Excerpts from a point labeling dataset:
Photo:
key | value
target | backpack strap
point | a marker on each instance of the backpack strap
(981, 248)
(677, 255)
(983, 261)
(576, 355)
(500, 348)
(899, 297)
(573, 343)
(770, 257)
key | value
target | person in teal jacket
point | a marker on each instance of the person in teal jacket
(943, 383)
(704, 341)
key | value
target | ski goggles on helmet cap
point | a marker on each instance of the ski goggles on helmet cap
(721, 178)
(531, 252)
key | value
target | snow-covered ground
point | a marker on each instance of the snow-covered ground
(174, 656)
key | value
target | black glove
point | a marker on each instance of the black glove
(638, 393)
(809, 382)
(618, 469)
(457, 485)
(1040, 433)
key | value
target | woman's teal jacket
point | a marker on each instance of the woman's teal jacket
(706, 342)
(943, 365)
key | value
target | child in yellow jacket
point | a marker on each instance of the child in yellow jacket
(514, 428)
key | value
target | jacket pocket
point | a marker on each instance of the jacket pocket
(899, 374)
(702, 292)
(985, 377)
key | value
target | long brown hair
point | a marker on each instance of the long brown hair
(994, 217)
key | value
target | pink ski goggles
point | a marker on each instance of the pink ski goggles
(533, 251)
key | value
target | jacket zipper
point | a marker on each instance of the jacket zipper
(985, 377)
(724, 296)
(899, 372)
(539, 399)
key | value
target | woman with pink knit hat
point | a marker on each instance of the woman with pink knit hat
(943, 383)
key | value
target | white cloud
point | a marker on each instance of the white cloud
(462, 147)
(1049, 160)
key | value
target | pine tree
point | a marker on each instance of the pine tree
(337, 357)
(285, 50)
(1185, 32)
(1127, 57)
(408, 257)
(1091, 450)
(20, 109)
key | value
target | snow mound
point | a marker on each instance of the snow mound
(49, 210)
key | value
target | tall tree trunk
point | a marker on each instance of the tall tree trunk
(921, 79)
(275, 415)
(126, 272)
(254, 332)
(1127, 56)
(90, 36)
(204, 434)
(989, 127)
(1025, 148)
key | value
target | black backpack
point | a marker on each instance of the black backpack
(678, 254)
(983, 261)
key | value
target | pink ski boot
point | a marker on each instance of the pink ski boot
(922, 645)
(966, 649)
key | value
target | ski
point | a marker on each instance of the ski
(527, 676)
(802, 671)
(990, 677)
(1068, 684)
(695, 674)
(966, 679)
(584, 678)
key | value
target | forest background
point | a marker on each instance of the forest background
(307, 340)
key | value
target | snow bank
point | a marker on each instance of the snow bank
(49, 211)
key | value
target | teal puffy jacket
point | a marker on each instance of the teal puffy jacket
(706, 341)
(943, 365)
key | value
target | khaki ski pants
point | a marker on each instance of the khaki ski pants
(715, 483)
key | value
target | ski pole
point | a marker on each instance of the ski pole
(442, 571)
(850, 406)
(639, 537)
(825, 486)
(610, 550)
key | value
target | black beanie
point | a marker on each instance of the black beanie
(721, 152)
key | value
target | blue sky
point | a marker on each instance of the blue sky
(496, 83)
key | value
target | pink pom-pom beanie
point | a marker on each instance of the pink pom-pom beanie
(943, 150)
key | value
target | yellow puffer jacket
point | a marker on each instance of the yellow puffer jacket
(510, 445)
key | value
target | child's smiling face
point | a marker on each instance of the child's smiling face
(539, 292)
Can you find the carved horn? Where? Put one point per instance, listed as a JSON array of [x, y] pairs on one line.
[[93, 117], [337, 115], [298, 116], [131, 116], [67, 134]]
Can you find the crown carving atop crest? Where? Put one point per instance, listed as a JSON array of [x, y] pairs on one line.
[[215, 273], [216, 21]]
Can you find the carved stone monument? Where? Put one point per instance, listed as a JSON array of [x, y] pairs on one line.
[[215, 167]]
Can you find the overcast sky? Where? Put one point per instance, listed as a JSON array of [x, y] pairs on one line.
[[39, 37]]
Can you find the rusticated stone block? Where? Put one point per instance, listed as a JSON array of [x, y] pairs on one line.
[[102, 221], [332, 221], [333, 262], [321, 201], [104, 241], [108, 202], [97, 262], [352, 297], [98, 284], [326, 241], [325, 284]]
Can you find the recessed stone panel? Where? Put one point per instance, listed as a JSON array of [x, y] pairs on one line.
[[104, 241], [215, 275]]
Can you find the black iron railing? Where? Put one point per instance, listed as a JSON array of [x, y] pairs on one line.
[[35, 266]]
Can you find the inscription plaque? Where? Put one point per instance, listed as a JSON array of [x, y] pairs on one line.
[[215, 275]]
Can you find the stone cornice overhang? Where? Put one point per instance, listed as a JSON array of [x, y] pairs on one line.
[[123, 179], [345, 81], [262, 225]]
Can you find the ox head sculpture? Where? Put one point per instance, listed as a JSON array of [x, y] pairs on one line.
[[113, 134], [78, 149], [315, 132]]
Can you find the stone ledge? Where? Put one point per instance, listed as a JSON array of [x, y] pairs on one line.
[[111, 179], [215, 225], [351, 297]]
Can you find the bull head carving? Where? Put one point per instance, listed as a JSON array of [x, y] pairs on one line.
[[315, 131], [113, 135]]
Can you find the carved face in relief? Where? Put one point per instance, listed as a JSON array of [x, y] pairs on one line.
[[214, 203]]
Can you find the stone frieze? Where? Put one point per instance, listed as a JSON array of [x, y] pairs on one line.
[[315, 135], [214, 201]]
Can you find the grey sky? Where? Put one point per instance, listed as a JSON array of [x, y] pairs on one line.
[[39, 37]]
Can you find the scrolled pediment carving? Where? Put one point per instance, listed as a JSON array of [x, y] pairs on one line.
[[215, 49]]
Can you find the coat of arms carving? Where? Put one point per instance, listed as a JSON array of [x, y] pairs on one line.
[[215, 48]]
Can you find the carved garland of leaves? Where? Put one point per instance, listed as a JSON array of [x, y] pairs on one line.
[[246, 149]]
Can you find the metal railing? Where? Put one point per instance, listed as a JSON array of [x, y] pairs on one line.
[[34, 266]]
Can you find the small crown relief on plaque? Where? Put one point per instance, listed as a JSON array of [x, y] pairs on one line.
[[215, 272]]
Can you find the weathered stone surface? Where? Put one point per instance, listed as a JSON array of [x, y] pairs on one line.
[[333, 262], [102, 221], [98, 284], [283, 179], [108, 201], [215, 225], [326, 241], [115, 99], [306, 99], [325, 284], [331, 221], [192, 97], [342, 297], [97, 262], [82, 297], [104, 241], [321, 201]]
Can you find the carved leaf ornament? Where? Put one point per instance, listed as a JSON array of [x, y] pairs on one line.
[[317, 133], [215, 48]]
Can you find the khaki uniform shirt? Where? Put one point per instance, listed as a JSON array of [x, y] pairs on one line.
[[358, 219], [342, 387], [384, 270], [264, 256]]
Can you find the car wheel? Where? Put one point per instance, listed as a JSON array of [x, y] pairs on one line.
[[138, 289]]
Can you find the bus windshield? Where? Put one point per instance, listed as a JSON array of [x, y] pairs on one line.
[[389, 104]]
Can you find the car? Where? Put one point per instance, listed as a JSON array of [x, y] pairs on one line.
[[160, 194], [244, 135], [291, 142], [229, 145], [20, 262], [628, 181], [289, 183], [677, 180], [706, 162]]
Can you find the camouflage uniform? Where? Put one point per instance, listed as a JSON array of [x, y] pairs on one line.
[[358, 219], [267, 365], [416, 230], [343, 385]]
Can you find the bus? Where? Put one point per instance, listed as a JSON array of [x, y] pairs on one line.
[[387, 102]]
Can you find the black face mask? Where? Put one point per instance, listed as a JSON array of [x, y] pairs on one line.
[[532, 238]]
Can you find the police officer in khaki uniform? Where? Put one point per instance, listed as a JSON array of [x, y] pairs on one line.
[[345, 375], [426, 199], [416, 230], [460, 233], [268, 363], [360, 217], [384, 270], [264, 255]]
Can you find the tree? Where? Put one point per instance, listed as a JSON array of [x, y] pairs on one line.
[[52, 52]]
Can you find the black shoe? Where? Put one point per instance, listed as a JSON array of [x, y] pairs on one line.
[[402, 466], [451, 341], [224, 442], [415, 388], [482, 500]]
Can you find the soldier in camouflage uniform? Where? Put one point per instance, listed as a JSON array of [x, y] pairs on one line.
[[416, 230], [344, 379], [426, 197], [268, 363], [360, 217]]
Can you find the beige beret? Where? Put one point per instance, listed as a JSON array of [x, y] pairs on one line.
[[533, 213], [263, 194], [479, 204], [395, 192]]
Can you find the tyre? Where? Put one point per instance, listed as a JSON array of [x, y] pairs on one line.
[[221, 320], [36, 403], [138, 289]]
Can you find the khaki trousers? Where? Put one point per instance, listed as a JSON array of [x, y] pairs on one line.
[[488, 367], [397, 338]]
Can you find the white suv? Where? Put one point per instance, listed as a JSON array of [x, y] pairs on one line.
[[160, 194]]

## EXERCISE GOAL
Reproduce the lines above verbatim, starting at the line that contains "Can you find the rusticated" and ending after the line that contains "[[35, 266]]".

## OUTPUT FOR THIS EXERCISE
Can you find the rusticated stone block? Where? Put one point per instance, listed as a JSON array of [x, y] pairs on one line.
[[102, 221], [332, 221], [333, 262], [321, 201], [104, 241], [108, 202], [97, 262], [352, 297], [98, 284], [326, 241], [325, 284]]
Can you find the recessed stone panel? Where? Put one point per instance, listed as a JSON array of [x, y] pairs on one line.
[[104, 241], [215, 275]]
Can you find the black iron railing? Where? Put one point per instance, listed as a JSON array of [x, y] pairs on one line.
[[35, 266]]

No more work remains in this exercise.